═══ Data for processing
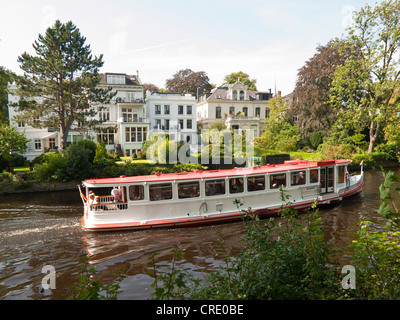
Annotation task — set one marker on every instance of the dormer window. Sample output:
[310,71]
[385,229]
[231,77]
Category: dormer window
[234,95]
[115,79]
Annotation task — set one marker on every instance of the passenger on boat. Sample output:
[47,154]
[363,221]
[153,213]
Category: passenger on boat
[116,193]
[91,197]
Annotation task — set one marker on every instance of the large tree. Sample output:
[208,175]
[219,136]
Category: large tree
[242,77]
[364,88]
[312,90]
[59,83]
[280,133]
[188,81]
══════
■ Exercise aim:
Each line above that contains the word "Annotation" should be counted, and only the total given.

■ Solution:
3